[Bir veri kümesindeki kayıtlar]

▬▬▬▬▬▬▬▬▬▬

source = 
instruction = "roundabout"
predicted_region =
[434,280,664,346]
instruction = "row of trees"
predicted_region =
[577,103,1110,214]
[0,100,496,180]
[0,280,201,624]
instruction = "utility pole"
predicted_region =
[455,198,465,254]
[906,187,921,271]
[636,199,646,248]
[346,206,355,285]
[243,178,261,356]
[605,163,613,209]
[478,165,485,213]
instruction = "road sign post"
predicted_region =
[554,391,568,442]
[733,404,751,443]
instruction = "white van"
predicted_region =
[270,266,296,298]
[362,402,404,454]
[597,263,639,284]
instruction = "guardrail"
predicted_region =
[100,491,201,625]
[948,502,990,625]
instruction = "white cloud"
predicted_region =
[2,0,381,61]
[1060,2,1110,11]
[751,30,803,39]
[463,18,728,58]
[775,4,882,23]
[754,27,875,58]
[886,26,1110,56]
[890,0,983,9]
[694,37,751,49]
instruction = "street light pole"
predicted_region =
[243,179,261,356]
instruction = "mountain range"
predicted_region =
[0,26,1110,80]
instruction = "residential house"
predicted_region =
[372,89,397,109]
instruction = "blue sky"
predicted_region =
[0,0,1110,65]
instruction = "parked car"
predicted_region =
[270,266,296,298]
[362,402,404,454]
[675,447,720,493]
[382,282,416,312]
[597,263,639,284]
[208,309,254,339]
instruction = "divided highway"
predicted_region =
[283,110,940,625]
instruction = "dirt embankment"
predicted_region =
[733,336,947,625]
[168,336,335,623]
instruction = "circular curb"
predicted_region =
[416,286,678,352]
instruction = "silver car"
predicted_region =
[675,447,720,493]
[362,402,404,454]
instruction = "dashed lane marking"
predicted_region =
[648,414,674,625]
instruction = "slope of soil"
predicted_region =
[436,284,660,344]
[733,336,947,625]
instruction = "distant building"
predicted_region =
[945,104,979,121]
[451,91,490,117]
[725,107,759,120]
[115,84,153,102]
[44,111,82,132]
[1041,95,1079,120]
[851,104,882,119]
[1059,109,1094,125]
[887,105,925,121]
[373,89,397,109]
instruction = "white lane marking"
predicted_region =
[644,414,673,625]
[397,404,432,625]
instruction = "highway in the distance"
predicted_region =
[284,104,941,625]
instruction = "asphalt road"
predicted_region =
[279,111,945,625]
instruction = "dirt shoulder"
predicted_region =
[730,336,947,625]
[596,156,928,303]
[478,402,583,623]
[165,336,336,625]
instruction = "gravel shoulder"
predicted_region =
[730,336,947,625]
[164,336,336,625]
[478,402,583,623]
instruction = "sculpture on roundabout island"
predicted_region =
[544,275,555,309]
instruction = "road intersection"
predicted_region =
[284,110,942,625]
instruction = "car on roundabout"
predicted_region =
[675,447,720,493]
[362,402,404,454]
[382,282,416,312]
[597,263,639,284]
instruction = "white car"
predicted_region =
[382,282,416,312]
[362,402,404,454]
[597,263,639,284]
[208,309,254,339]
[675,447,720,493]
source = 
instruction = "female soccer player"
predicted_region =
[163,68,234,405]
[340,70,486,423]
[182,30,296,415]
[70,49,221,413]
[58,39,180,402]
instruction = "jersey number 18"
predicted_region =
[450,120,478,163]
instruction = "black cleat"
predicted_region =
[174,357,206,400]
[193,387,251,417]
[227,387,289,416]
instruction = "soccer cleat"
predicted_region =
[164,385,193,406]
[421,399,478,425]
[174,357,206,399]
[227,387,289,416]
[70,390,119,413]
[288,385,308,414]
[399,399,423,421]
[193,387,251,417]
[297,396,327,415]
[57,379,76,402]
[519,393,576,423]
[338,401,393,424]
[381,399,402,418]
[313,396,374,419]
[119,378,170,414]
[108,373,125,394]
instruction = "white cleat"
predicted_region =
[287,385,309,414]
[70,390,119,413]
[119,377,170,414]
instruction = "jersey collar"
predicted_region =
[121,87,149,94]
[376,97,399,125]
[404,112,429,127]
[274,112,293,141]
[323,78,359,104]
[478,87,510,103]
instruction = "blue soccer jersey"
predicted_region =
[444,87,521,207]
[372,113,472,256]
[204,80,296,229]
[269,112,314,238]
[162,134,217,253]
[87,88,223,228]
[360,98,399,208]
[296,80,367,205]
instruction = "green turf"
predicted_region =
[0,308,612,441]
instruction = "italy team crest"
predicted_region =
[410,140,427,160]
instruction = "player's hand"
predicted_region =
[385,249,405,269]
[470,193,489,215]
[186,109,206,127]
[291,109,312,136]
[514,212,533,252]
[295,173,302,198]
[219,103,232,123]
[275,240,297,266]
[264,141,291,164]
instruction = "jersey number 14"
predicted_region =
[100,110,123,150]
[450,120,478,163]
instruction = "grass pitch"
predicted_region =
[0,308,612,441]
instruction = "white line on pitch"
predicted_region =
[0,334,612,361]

▬▬▬▬▬▬▬▬▬▬

**Verilen Problem**
Materyalin başından "[372,89,397,109]" ifadesini içeren satıra kadar, o satır da dahil olmak üzere, bütün satırları yeniden yazın. Cevaplardaki koordinatları 2,5 ile çarpıp buçukları yukarı yuvarlayarak tam sayıya çevirin ve öteki satırları değiştirmeden bırakın.

**Sonuç Aşağıda**
source = 
instruction = "roundabout"
predicted_region =
[1085,700,1660,865]
instruction = "row of trees"
predicted_region =
[1443,258,2775,535]
[0,250,1240,450]
[0,700,503,1560]
instruction = "utility pole"
predicted_region =
[1138,495,1163,635]
[2265,468,2303,678]
[1590,498,1615,620]
[865,515,888,713]
[608,445,653,890]
[1513,408,1533,523]
[1195,413,1213,533]
instruction = "road sign post"
predicted_region =
[1385,978,1420,1105]
[1833,1010,1878,1108]
instruction = "white van"
predicted_region =
[675,665,740,745]
[905,1005,1010,1135]
[1493,658,1598,710]
instruction = "guardrail"
predicted_region =
[250,1228,503,1563]
[2370,1255,2475,1563]
instruction = "white cloud"
predicted_region =
[5,0,953,153]
[2650,5,2775,28]
[1878,75,2008,98]
[1158,45,1820,145]
[1938,10,2205,58]
[1885,68,2188,145]
[2215,65,2775,140]
[2225,0,2458,23]
[1735,93,1878,123]
instruction = "street light pole"
predicted_region =
[608,448,653,890]
instruction = "mountain range"
predicted_region =
[0,65,2775,200]
instruction = "residential house"
predicted_region =
[930,223,993,273]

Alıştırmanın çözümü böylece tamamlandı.